::: Data provided :::

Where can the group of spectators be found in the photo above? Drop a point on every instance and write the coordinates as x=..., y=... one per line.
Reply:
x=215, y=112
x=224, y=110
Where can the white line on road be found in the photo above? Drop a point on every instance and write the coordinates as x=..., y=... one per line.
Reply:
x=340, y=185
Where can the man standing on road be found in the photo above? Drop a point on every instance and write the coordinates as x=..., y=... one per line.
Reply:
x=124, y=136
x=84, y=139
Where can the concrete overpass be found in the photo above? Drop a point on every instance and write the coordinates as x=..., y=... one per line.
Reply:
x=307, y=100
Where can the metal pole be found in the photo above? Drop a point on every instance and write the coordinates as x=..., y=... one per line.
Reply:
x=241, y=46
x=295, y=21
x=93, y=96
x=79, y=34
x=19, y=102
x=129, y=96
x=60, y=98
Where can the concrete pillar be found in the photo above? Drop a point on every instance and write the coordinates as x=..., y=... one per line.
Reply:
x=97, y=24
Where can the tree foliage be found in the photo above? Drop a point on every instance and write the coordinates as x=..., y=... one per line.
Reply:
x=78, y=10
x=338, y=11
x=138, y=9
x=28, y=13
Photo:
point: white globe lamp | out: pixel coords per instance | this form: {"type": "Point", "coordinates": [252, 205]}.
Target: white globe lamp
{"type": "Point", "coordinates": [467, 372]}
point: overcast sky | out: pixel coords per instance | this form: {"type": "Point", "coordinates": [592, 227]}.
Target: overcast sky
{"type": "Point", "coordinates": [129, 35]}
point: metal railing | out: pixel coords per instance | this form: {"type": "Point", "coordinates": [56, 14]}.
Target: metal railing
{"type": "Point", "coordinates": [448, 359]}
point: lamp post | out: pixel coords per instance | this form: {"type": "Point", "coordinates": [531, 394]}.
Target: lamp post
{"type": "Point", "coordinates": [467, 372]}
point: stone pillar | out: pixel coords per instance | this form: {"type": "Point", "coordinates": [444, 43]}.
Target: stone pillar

:::

Line by line, set down the material exactly as given.

> [Written response]:
Where can the group of spectators be found in the photo above? Drop a point on every instance and write the coordinates as x=..., y=... one per line.
Reply:
x=215, y=112
x=224, y=110
Where can the white line on road be found in the photo above? Drop a point on every instance and write the coordinates as x=..., y=... one per line.
Reply:
x=340, y=185
Where can the man standing on road be found in the photo above? Drop a point on every instance and write the coordinates as x=..., y=... one per line.
Reply:
x=124, y=136
x=84, y=139
Where can the concrete overpass be found in the photo above? Drop a point on every instance and write the coordinates as x=..., y=... one per line.
Reply:
x=307, y=100
Where can the metal pole be found in the photo above? Drop a point on every instance and write the coordinates as x=..., y=... one per line.
Reply:
x=241, y=46
x=295, y=21
x=93, y=96
x=79, y=34
x=19, y=102
x=129, y=96
x=60, y=98
Where can the concrete pillar be found in the photo above? Drop a point on every instance and write the coordinates as x=..., y=... one per line.
Reply:
x=97, y=24
Where can the tree foliage be found in the photo above? Drop a point on every instance and write the coordinates as x=..., y=... one per line.
Reply:
x=78, y=10
x=338, y=11
x=138, y=9
x=28, y=13
Photo:
point: white globe lamp | out: pixel coords per instance | this form: {"type": "Point", "coordinates": [252, 205]}.
Target: white globe lamp
{"type": "Point", "coordinates": [467, 372]}
point: overcast sky | out: pixel coords per instance | this form: {"type": "Point", "coordinates": [592, 227]}.
Target: overcast sky
{"type": "Point", "coordinates": [129, 35]}
point: metal railing | out: pixel coords per instance | this form: {"type": "Point", "coordinates": [56, 14]}.
Target: metal railing
{"type": "Point", "coordinates": [448, 359]}
point: lamp post | out: pixel coords per instance | this form: {"type": "Point", "coordinates": [531, 394]}.
Target: lamp post
{"type": "Point", "coordinates": [467, 372]}
point: stone pillar | out: pixel coords per instance | this form: {"type": "Point", "coordinates": [444, 43]}.
Target: stone pillar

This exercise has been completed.